- _The problem_:
Please count the lines below that contain the string "frame", and reply with only that number.

- _Data for this task_:
## START

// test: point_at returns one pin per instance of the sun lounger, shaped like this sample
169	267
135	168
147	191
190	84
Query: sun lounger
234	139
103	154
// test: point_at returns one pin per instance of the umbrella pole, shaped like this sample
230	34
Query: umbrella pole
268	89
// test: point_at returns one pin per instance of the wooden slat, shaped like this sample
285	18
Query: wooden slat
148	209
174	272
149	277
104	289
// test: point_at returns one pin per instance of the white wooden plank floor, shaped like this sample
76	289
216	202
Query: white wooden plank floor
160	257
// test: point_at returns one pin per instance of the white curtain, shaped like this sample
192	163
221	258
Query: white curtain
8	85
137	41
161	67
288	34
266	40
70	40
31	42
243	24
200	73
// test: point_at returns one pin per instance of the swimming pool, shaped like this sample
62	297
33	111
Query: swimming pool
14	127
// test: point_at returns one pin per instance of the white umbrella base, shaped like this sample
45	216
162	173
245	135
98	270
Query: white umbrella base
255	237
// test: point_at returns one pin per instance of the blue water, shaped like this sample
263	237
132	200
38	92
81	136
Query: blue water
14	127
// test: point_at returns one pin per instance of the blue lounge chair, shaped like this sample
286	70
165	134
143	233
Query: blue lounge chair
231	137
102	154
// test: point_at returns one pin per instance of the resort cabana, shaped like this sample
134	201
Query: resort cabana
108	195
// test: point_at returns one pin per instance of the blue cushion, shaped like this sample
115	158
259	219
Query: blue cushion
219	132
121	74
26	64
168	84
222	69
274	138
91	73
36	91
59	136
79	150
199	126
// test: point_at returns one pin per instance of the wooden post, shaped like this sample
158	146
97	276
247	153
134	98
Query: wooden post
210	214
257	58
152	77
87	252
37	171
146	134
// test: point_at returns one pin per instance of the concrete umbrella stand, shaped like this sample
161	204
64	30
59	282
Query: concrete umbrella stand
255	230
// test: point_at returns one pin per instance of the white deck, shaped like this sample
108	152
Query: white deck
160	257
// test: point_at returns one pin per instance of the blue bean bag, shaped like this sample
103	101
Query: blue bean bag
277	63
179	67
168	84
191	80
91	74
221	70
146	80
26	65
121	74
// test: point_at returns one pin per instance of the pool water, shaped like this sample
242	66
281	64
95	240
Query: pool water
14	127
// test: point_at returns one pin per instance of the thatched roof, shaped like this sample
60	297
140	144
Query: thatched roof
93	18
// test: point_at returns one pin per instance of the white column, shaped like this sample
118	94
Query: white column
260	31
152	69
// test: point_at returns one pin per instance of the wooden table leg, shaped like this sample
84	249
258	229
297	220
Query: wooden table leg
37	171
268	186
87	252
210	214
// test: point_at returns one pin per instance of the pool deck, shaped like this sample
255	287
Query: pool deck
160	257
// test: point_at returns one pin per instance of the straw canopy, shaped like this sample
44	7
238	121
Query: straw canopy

## END
## START

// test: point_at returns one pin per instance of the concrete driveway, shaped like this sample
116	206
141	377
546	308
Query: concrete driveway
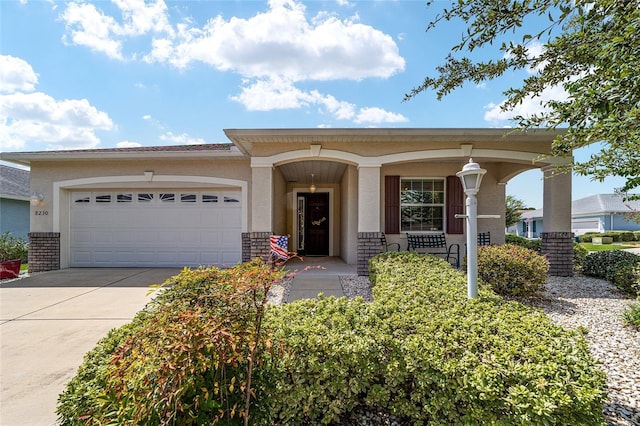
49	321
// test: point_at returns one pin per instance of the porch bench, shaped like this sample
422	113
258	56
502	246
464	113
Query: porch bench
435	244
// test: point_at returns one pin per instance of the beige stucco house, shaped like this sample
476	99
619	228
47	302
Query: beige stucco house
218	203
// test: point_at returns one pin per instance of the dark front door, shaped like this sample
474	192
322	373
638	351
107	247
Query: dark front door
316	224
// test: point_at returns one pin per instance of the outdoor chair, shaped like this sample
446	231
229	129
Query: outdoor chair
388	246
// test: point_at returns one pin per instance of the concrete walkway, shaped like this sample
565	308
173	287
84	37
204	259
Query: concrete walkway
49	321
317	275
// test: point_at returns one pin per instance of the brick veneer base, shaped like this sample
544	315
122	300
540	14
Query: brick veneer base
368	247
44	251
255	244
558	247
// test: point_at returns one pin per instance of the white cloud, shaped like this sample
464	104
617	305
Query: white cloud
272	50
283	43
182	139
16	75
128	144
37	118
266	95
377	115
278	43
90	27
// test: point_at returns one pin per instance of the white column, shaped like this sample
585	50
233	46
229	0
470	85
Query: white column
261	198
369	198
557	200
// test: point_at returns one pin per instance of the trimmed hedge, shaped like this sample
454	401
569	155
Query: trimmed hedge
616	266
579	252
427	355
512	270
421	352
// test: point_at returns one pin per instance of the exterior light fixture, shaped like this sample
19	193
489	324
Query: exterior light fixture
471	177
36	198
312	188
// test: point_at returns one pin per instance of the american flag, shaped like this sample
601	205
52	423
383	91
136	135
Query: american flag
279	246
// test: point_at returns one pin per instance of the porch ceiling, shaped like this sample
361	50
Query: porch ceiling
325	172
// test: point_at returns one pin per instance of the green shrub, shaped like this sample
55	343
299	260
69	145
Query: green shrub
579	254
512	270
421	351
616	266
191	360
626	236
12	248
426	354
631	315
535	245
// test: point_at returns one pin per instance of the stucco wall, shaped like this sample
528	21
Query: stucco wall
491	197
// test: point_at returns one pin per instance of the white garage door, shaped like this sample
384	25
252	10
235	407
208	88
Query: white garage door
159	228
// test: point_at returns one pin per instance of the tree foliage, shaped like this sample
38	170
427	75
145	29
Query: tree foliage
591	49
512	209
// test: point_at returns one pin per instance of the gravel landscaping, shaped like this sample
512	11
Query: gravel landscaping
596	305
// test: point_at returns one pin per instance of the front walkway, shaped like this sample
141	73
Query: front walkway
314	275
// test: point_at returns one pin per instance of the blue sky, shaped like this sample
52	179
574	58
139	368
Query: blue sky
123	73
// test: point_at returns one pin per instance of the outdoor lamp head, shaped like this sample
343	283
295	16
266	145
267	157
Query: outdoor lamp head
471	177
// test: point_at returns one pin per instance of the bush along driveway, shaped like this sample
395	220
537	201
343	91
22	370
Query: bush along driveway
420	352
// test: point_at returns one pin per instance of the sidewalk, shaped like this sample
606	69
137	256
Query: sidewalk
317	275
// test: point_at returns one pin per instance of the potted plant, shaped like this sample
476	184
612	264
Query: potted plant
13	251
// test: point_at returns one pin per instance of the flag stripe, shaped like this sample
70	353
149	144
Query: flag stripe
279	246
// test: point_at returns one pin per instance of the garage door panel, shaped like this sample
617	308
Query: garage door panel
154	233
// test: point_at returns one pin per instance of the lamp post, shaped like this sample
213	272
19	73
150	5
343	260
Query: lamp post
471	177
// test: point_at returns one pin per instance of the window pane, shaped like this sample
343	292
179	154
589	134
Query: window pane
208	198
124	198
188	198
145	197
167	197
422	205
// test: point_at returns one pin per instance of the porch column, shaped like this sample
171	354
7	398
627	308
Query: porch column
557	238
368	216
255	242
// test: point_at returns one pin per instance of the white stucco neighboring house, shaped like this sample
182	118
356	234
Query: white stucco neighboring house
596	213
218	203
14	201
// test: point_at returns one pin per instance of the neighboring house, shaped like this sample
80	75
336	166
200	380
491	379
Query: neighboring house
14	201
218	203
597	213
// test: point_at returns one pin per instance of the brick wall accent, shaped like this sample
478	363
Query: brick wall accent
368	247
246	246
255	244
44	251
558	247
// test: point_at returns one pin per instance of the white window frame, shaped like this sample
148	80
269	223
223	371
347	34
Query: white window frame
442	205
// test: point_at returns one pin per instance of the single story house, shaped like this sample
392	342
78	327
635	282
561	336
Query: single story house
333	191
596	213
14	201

## END
## START

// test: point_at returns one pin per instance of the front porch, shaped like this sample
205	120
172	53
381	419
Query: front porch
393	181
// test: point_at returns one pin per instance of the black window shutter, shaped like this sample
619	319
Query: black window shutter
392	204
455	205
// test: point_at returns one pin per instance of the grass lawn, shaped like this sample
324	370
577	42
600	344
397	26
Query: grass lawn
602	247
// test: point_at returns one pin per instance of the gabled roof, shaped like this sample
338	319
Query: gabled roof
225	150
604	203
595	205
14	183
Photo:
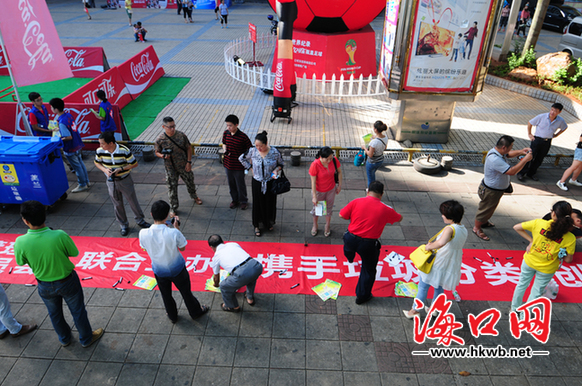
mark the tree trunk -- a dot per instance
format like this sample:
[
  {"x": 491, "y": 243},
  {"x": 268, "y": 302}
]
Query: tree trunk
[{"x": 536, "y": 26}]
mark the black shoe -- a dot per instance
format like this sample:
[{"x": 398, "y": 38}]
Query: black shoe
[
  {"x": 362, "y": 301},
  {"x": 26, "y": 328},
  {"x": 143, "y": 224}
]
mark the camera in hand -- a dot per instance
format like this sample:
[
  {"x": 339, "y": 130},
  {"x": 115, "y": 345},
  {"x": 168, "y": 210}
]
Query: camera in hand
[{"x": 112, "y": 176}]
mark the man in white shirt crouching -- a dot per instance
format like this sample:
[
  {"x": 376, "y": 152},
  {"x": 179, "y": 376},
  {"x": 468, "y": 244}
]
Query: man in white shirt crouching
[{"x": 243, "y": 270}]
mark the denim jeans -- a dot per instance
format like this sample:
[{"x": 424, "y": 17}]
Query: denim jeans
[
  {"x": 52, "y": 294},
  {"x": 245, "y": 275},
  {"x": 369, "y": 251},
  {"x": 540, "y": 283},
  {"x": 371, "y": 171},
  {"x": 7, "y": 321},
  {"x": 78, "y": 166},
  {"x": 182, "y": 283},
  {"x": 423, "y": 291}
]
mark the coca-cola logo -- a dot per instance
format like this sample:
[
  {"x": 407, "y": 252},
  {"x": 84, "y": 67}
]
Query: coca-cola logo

## END

- _Solution below_:
2